* _TASK GOAL_: Starting with the line of the listing that contains "rear bumper, which" and continuing to the end of the listing, reproduce every line, requests included. Increase each coordinate in the answers by 67.

[Excerpt from a dataset]

^^^^^^^^^^^^^^^^

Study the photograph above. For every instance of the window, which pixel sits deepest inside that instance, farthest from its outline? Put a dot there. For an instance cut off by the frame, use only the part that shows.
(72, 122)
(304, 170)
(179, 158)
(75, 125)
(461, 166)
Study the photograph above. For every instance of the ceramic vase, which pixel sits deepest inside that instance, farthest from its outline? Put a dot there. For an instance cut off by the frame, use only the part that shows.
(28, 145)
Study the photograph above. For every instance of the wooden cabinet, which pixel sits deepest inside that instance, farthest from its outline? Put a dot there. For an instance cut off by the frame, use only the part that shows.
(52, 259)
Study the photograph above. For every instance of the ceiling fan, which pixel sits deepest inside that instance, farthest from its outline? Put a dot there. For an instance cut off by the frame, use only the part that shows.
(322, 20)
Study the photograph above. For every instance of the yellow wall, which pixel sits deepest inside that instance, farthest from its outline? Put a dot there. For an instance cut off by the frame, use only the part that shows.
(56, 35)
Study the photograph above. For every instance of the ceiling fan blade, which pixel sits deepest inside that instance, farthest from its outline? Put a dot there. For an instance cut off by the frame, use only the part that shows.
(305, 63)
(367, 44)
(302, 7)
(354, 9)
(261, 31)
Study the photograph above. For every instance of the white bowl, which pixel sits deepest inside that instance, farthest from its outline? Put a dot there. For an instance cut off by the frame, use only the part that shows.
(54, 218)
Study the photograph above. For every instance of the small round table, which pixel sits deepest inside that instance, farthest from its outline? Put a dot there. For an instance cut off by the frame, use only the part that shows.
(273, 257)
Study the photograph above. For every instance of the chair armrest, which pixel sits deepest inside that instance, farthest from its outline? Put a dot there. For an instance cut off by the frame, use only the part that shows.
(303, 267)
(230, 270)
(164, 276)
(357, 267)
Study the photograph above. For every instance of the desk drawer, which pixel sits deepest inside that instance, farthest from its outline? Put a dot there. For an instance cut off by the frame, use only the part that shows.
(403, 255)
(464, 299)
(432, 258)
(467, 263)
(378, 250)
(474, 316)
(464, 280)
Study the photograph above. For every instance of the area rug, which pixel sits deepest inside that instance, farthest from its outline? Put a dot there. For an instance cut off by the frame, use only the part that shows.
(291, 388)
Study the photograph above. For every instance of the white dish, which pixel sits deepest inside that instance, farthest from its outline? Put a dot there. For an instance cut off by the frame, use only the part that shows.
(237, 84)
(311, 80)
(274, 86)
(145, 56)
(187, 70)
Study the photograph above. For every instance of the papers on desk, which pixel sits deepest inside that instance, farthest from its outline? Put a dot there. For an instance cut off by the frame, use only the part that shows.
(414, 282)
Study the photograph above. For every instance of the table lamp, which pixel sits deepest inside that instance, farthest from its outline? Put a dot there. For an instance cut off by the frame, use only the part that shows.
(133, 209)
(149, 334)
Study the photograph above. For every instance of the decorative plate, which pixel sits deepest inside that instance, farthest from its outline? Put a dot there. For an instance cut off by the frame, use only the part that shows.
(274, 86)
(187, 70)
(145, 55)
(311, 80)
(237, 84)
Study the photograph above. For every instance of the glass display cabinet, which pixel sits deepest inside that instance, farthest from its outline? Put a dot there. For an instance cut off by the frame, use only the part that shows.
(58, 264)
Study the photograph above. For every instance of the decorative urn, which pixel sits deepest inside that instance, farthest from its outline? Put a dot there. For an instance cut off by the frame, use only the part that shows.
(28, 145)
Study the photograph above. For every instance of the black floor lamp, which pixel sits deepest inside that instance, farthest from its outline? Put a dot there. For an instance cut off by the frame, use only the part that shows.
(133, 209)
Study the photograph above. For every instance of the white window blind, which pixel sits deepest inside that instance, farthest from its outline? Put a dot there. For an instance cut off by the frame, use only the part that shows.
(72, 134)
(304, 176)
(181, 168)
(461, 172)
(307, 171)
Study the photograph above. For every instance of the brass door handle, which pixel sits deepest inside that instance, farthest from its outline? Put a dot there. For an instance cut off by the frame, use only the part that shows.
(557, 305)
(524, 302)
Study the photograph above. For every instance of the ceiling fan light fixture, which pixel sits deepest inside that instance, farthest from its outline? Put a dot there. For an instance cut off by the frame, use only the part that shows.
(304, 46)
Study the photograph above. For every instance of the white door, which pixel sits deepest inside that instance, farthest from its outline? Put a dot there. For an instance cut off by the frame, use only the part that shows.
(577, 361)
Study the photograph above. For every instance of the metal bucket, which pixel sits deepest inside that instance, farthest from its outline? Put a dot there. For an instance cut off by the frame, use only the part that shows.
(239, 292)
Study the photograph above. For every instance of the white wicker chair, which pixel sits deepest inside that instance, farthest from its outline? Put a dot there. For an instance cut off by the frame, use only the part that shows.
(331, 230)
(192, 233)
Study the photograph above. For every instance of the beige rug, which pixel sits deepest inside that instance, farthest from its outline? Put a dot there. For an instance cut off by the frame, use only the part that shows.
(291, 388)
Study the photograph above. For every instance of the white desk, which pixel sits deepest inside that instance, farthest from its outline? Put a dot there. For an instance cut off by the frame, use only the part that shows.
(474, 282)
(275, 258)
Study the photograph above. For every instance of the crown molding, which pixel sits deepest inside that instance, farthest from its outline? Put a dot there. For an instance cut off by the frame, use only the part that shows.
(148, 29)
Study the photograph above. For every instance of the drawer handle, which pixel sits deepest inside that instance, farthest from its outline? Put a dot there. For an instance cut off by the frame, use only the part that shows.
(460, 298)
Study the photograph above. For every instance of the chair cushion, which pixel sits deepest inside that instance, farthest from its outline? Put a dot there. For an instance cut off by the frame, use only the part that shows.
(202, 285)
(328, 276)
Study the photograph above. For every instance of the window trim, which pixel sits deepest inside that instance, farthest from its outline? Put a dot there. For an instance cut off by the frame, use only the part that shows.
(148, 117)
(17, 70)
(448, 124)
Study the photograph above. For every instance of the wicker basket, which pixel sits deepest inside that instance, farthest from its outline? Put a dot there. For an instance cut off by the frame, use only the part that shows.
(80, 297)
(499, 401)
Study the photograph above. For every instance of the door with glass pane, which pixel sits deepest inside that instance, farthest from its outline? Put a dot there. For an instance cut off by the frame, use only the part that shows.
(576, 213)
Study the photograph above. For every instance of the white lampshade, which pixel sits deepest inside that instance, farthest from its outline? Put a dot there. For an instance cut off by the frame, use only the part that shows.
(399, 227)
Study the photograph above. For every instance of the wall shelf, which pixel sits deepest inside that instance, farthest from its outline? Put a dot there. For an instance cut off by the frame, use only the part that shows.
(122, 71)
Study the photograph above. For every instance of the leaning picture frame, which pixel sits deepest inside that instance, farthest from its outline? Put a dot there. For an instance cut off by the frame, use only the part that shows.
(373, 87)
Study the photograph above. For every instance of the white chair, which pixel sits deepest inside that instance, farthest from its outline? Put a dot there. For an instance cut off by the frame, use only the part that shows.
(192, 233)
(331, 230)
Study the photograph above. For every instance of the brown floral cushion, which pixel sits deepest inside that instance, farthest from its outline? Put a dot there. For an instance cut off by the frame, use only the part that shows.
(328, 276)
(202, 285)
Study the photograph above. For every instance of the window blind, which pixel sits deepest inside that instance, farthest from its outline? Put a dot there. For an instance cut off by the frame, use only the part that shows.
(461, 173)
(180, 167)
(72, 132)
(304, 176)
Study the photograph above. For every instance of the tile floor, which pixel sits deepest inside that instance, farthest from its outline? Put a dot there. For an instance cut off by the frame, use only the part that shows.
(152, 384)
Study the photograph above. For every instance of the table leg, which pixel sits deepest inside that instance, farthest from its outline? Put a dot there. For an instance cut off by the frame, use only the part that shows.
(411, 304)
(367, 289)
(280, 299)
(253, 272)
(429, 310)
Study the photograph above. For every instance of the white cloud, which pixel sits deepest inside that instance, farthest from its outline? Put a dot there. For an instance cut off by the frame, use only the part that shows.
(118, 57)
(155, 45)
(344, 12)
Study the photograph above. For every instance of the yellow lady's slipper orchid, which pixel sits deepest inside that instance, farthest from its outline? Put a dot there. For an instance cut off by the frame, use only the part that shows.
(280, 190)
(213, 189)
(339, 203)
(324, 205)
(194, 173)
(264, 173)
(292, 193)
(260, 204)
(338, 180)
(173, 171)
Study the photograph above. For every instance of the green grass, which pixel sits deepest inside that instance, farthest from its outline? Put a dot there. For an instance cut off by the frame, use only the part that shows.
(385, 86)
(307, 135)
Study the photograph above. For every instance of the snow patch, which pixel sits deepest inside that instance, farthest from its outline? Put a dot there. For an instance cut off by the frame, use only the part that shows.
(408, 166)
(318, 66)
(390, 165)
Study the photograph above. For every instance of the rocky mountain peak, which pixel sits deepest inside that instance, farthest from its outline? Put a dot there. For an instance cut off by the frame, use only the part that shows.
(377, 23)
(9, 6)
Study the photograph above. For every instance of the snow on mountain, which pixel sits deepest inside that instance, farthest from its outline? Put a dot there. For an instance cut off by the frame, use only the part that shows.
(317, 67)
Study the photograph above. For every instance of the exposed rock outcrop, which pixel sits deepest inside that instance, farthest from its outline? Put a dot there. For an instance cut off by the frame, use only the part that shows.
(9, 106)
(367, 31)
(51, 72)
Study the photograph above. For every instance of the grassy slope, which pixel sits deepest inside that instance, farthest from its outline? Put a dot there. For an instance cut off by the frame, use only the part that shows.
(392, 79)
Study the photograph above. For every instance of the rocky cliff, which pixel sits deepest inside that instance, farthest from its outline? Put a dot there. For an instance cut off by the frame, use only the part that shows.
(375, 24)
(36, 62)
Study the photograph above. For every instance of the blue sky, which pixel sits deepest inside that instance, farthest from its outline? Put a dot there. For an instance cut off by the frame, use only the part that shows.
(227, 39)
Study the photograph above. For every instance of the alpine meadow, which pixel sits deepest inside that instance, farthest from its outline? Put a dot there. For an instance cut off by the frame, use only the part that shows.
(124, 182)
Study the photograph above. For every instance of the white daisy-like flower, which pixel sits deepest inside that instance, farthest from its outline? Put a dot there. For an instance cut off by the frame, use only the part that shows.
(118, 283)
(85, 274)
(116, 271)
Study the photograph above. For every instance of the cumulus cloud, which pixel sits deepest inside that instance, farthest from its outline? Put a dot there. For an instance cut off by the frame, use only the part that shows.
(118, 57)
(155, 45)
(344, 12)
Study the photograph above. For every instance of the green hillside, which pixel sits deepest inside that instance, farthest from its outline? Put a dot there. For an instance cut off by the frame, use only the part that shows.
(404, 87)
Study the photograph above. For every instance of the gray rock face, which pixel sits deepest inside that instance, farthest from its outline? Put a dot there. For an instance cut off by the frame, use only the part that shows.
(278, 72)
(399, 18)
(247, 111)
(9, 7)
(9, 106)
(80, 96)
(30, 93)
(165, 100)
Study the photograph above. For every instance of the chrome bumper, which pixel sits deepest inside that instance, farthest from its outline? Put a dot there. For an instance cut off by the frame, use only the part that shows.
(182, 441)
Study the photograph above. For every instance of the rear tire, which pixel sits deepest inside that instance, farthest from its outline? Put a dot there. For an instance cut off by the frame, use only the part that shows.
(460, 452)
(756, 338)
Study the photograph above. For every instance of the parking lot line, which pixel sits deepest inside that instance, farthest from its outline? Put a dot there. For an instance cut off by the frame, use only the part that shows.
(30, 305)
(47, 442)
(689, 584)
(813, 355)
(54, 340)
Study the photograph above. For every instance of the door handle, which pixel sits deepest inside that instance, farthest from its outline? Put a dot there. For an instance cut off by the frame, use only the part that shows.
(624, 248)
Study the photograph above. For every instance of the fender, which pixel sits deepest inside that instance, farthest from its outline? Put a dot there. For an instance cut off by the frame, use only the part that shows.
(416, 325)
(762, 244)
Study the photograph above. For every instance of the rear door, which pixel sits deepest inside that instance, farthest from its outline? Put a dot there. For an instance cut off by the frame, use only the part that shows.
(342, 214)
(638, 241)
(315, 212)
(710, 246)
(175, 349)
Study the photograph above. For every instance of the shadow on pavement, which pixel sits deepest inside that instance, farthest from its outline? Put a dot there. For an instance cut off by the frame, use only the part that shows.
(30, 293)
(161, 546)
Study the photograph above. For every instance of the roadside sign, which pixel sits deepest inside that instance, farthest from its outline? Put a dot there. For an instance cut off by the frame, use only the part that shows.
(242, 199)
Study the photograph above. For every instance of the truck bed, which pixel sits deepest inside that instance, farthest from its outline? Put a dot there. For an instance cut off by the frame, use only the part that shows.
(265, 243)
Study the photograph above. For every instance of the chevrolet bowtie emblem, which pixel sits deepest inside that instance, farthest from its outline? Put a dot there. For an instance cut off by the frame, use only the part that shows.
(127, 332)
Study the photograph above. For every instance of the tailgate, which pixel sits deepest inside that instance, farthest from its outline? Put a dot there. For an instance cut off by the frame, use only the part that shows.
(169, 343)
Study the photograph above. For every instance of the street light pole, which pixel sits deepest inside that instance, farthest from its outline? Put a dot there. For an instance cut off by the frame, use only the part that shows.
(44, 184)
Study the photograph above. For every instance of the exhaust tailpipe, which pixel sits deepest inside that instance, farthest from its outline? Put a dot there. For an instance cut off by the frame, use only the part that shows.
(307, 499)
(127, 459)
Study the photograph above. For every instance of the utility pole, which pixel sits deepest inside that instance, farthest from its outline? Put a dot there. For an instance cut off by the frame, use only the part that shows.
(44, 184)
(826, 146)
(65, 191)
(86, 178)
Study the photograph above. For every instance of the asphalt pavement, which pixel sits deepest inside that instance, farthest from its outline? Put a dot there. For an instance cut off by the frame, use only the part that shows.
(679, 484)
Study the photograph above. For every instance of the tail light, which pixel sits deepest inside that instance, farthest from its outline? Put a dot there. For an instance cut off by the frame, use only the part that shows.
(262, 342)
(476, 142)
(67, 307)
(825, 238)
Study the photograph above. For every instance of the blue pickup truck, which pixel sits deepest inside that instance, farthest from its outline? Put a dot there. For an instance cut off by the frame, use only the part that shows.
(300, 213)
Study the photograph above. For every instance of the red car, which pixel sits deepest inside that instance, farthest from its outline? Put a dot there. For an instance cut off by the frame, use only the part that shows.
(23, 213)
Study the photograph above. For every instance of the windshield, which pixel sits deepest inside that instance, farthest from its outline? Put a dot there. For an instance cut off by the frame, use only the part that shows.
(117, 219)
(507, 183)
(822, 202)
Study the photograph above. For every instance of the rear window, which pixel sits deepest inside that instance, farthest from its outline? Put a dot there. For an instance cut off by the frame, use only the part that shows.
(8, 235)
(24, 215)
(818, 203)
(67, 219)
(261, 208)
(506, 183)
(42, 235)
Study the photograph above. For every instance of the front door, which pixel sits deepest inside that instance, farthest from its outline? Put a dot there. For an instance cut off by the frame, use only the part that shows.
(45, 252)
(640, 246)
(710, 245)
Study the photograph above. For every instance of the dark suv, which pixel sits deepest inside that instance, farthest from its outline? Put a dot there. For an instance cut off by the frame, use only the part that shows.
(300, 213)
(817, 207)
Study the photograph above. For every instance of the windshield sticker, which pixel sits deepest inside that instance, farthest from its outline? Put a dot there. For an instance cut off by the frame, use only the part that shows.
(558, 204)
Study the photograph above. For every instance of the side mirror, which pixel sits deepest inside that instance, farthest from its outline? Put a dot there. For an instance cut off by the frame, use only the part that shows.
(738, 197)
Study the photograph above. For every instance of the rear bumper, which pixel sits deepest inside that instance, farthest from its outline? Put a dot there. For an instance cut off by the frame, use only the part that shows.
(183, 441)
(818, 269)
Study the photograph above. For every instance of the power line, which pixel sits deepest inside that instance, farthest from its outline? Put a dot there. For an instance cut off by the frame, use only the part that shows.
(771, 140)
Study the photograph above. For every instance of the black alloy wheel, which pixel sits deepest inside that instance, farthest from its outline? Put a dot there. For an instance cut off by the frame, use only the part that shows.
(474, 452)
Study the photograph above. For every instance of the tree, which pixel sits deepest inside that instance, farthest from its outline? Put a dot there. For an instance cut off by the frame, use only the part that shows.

^^^^^^^^^^^^^^^^

* _EXPECTED OUTPUT_:
Study the photograph above. For every instance of the rear bumper, which pixel sits deepest inside that instance, farthest from its outline? Put a dot there. For an instance cut off by the frame, use only the part that shows.
(250, 508)
(885, 336)
Study the photograph above. For every instance of the power line, which pixel sits deepest inside that instance, farthest from its outline? Put a dot there. For an instance cut off by the frame, use only the part that shows.
(838, 207)
Study the photograph above. For every instance of the black alloy wheel, which pixel sits deepest inside that instance, farthest from its outline? Put a dot there. For an instance cut off by the frame, use only the part that shows.
(541, 519)
Study the photograph above. For every instance of the tree, which pixel sits deepest inside that instance, farthest from its outline? Put a dot there. For an instance cut off by the frame, use only the part that shows.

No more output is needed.